== TEXT SHOWN
Over the last 18 months, SMBs faced the reality of adapting to survive in the changed economic environment. They significantly adjusted business models, with some SMBs introducing new working models, such as remote or hybrid working and altering the chain-of-command and in-person activities to digital and remote.

The requirement to work productively from any location meant SMBs adopted technology and digitalised processes that were previously manual. This will continue to be vital for business to survive and grow in the future. And, automation can be especially important in helping protect businesses from fraud and building resiliency in the digital economy. Automated processes can detect potentially fraudulent activity based on pattern recognition, alerting managers to this activity before it costs the business money.

However, some businesses continue to rely on manual, paper-based, and/or email processes, which puts them at a greater risk of fraud due to the changed interactions between customers and suppliers.

During the pandemic, 72 per cent of Australian organisations reported that the risk of fraud and corruption had increased, and 92 per cent also believed that the risk of cyberfraud had increased. With businesses facing a new operating environment, 51 per cent of organisations reported that this had adversely impacted the ability to investigate suspected fraud or corruption in the business, but 25 per cent of organisation had delayed or cancelled fraud and corruption prevention programs during the pandemic.

The median loss due to fraud for businesses in Asia Pacific was US$195,000, according to a Report to the Nations global study on occupational fraud and abuse. For SMBs already struggling, fraud could prove to be a devasting blow. While fraud costs money, it can also introduce other risks around regulatory compliance. The impact of fraud can also affect employees, security, environment, reputation, and industry.
====
* TASK ITEM *
According to the text on small businesses and fraud, what percentage of Australian organizations believed the risk of cyberfraud had increased during the pandemic? Please answer in a few words.
== INFORMATION SUPPLIED
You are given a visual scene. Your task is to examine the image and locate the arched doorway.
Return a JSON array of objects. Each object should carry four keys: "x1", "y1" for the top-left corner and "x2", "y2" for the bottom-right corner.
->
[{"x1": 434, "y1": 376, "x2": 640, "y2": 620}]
====
== INFORMATION SUPPLIED
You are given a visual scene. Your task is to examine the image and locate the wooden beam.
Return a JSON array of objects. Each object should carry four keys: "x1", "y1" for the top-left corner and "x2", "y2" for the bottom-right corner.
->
====
== INFORMATION SUPPLIED
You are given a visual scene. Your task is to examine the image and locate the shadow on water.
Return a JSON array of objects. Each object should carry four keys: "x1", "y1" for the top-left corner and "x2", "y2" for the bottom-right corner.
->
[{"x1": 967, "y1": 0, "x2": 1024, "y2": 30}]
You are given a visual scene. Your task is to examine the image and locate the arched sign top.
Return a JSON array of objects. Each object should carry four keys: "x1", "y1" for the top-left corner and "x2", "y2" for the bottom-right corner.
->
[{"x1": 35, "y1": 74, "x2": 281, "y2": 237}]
====
* FINAL ANSWER *
92 per cent